[Provided information]:
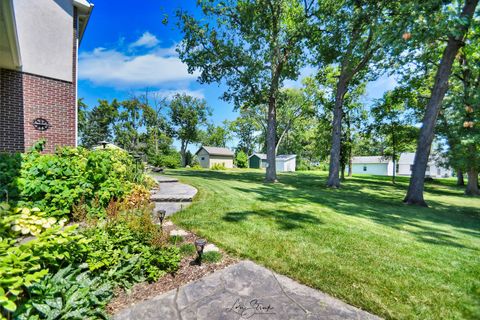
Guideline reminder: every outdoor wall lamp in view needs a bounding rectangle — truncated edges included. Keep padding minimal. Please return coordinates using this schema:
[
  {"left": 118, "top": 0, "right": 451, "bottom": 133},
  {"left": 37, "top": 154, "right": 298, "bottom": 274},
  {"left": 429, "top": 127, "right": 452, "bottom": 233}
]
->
[{"left": 195, "top": 239, "right": 207, "bottom": 266}]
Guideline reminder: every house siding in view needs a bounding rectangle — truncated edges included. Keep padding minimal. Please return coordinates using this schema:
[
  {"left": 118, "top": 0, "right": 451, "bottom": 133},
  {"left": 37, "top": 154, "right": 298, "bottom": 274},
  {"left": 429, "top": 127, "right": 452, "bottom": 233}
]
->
[
  {"left": 13, "top": 0, "right": 76, "bottom": 82},
  {"left": 248, "top": 155, "right": 260, "bottom": 169},
  {"left": 352, "top": 163, "right": 388, "bottom": 176},
  {"left": 209, "top": 155, "right": 233, "bottom": 169}
]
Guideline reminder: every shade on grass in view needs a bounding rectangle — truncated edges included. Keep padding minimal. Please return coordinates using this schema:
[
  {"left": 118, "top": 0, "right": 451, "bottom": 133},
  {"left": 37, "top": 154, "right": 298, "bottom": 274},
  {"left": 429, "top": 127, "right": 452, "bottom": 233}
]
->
[{"left": 169, "top": 170, "right": 480, "bottom": 319}]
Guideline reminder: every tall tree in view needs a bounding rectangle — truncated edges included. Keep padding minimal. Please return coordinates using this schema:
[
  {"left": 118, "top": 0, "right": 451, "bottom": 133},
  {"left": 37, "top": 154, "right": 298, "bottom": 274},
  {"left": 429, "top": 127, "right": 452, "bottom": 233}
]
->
[
  {"left": 404, "top": 0, "right": 478, "bottom": 206},
  {"left": 177, "top": 0, "right": 314, "bottom": 182},
  {"left": 311, "top": 0, "right": 401, "bottom": 188},
  {"left": 169, "top": 94, "right": 211, "bottom": 167},
  {"left": 139, "top": 90, "right": 170, "bottom": 155},
  {"left": 438, "top": 25, "right": 480, "bottom": 195},
  {"left": 370, "top": 88, "right": 418, "bottom": 184},
  {"left": 230, "top": 110, "right": 260, "bottom": 155}
]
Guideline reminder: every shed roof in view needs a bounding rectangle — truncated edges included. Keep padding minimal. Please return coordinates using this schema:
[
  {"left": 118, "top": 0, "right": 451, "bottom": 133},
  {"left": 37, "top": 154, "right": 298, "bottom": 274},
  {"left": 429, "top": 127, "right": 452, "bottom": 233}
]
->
[
  {"left": 248, "top": 153, "right": 297, "bottom": 161},
  {"left": 248, "top": 152, "right": 267, "bottom": 160},
  {"left": 352, "top": 156, "right": 390, "bottom": 163},
  {"left": 275, "top": 154, "right": 297, "bottom": 161},
  {"left": 195, "top": 146, "right": 234, "bottom": 157},
  {"left": 398, "top": 152, "right": 415, "bottom": 164}
]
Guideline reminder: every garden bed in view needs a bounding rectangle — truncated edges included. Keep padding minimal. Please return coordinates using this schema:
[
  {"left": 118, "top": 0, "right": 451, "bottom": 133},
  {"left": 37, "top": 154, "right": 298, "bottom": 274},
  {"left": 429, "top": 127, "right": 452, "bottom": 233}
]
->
[{"left": 106, "top": 220, "right": 238, "bottom": 314}]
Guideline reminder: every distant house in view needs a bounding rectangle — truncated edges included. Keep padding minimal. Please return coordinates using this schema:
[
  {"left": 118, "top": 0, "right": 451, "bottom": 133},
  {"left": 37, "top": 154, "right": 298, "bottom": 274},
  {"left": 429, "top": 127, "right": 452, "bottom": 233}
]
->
[
  {"left": 195, "top": 146, "right": 234, "bottom": 169},
  {"left": 275, "top": 154, "right": 297, "bottom": 172},
  {"left": 397, "top": 152, "right": 453, "bottom": 178},
  {"left": 352, "top": 156, "right": 393, "bottom": 176},
  {"left": 352, "top": 152, "right": 452, "bottom": 178},
  {"left": 248, "top": 153, "right": 297, "bottom": 172},
  {"left": 0, "top": 0, "right": 93, "bottom": 152},
  {"left": 248, "top": 153, "right": 267, "bottom": 169}
]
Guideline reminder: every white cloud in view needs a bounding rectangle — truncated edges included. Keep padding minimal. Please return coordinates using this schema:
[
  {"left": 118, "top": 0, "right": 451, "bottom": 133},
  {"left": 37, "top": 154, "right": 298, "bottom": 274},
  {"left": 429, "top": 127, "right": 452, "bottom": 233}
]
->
[
  {"left": 130, "top": 31, "right": 160, "bottom": 48},
  {"left": 78, "top": 48, "right": 198, "bottom": 88},
  {"left": 156, "top": 89, "right": 205, "bottom": 99}
]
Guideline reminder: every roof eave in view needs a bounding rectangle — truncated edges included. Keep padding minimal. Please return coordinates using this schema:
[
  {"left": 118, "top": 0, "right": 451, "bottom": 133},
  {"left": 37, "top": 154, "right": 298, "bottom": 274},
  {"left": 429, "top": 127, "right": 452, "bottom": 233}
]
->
[
  {"left": 73, "top": 0, "right": 94, "bottom": 44},
  {"left": 0, "top": 0, "right": 22, "bottom": 69}
]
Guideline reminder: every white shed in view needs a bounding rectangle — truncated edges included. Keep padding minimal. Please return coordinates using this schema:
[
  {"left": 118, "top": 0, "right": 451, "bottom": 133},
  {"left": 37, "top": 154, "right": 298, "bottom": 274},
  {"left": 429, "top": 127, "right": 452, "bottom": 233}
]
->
[
  {"left": 352, "top": 156, "right": 393, "bottom": 176},
  {"left": 195, "top": 146, "right": 235, "bottom": 169},
  {"left": 397, "top": 152, "right": 453, "bottom": 178},
  {"left": 275, "top": 154, "right": 297, "bottom": 172}
]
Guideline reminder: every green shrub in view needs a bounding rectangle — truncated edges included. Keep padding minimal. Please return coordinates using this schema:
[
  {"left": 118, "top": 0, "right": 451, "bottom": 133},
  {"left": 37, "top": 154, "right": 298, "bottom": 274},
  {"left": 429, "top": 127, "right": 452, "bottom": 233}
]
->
[
  {"left": 180, "top": 243, "right": 197, "bottom": 257},
  {"left": 235, "top": 150, "right": 248, "bottom": 168},
  {"left": 210, "top": 163, "right": 226, "bottom": 170},
  {"left": 168, "top": 236, "right": 183, "bottom": 244},
  {"left": 15, "top": 265, "right": 113, "bottom": 320},
  {"left": 4, "top": 147, "right": 142, "bottom": 216},
  {"left": 0, "top": 225, "right": 89, "bottom": 314},
  {"left": 83, "top": 212, "right": 180, "bottom": 287},
  {"left": 0, "top": 153, "right": 22, "bottom": 201},
  {"left": 202, "top": 251, "right": 222, "bottom": 263}
]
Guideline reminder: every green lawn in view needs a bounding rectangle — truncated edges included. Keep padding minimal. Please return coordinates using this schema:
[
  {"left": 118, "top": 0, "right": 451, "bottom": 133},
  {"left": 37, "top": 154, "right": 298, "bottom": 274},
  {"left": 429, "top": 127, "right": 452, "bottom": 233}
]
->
[{"left": 163, "top": 170, "right": 480, "bottom": 319}]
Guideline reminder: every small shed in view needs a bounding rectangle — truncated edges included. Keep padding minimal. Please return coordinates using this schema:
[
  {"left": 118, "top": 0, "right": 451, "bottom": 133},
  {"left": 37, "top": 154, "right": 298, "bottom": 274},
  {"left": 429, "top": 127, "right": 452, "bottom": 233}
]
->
[
  {"left": 352, "top": 156, "right": 393, "bottom": 176},
  {"left": 248, "top": 153, "right": 267, "bottom": 169},
  {"left": 195, "top": 146, "right": 235, "bottom": 169},
  {"left": 275, "top": 154, "right": 297, "bottom": 172},
  {"left": 248, "top": 153, "right": 297, "bottom": 172}
]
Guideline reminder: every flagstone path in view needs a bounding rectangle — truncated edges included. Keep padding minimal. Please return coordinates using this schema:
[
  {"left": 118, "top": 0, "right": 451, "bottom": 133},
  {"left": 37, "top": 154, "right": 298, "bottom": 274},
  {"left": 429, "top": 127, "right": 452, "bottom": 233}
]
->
[{"left": 114, "top": 261, "right": 380, "bottom": 320}]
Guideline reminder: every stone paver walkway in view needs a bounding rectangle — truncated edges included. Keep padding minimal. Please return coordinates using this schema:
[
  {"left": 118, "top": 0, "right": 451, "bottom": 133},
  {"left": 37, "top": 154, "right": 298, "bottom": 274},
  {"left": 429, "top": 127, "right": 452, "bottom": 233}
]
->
[
  {"left": 114, "top": 261, "right": 379, "bottom": 320},
  {"left": 150, "top": 175, "right": 197, "bottom": 216}
]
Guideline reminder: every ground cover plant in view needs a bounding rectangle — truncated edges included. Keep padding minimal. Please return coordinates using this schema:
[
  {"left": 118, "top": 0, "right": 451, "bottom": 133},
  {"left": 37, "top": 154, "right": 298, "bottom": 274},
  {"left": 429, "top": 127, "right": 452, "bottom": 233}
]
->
[
  {"left": 0, "top": 143, "right": 181, "bottom": 319},
  {"left": 169, "top": 170, "right": 480, "bottom": 319}
]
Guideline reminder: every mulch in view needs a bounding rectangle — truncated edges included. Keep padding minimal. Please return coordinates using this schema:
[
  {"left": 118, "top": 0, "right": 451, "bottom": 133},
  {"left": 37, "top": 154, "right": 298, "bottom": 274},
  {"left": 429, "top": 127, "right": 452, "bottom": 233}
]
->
[{"left": 106, "top": 220, "right": 239, "bottom": 314}]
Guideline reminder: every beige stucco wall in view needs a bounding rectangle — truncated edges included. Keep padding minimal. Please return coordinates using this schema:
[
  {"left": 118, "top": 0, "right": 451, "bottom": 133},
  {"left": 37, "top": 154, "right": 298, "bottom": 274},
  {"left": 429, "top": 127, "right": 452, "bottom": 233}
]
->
[{"left": 13, "top": 0, "right": 73, "bottom": 82}]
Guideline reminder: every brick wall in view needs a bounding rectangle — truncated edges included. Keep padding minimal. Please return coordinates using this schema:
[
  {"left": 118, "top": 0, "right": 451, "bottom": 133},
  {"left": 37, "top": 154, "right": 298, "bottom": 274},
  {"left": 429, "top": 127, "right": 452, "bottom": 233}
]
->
[
  {"left": 23, "top": 73, "right": 76, "bottom": 152},
  {"left": 0, "top": 4, "right": 78, "bottom": 153},
  {"left": 0, "top": 69, "right": 25, "bottom": 152}
]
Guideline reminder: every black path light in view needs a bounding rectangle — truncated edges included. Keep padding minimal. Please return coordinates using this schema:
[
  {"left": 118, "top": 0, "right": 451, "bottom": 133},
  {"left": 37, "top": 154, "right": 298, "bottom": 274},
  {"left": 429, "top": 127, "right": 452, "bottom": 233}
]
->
[
  {"left": 157, "top": 209, "right": 167, "bottom": 227},
  {"left": 195, "top": 239, "right": 207, "bottom": 266}
]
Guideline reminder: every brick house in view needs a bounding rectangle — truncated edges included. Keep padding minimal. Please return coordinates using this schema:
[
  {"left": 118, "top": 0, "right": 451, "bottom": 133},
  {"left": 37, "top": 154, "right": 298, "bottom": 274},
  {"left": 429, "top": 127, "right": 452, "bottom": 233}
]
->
[{"left": 0, "top": 0, "right": 93, "bottom": 152}]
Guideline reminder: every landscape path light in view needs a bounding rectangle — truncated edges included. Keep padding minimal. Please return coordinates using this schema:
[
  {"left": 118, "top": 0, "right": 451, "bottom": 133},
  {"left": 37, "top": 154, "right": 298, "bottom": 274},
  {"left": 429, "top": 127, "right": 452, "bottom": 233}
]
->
[{"left": 195, "top": 239, "right": 207, "bottom": 266}]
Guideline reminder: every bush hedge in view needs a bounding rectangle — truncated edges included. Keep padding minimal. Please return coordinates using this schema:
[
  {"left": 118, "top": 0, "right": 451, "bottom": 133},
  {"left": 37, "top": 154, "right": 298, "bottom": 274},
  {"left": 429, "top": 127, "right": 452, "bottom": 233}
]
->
[{"left": 0, "top": 148, "right": 180, "bottom": 319}]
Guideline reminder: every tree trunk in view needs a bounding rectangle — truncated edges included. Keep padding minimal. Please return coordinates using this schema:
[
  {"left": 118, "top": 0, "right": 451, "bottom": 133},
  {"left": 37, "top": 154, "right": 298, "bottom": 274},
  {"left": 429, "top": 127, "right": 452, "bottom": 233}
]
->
[
  {"left": 327, "top": 74, "right": 347, "bottom": 188},
  {"left": 348, "top": 155, "right": 353, "bottom": 177},
  {"left": 465, "top": 168, "right": 480, "bottom": 196},
  {"left": 403, "top": 0, "right": 479, "bottom": 207},
  {"left": 180, "top": 141, "right": 187, "bottom": 167},
  {"left": 265, "top": 97, "right": 277, "bottom": 182},
  {"left": 457, "top": 169, "right": 465, "bottom": 187},
  {"left": 392, "top": 126, "right": 397, "bottom": 184}
]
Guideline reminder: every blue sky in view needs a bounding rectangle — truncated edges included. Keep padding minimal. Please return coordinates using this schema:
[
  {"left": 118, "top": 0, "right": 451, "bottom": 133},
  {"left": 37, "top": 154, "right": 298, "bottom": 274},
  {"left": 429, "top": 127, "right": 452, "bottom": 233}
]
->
[{"left": 78, "top": 0, "right": 395, "bottom": 150}]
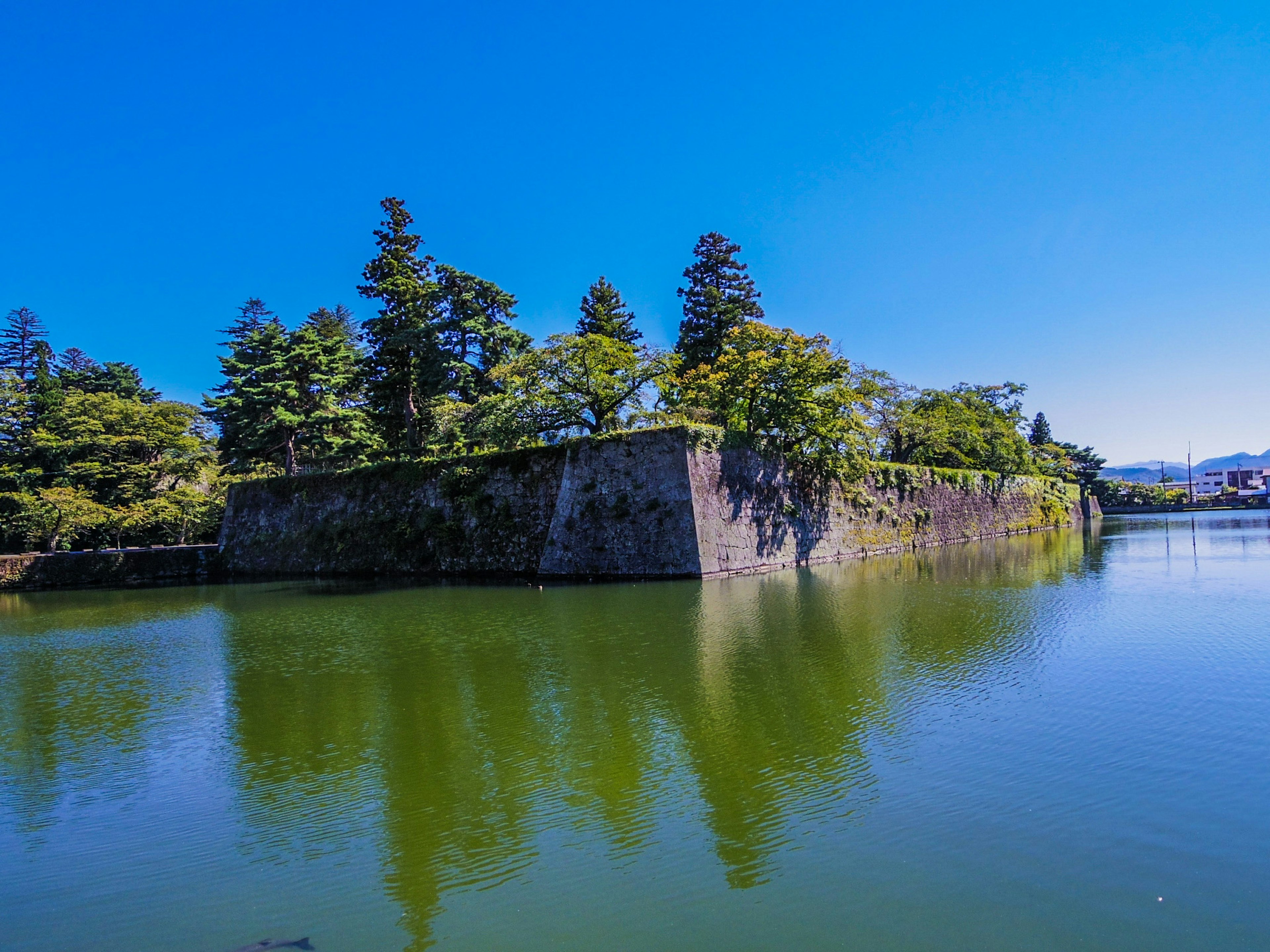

[What you are asked to do]: Collect each line of the material above that contains the word "white".

[Final answer]:
Guideline reminder: every white cloud in view needs a bounding rectangle — truncated edges included. Keep padding minimal. Please return coordinates using this schema:
Guideline reminder: every white shed in view needs a bounding rectangle — truncated edges included. Keep padding minimal. Please return coordinates using this schema:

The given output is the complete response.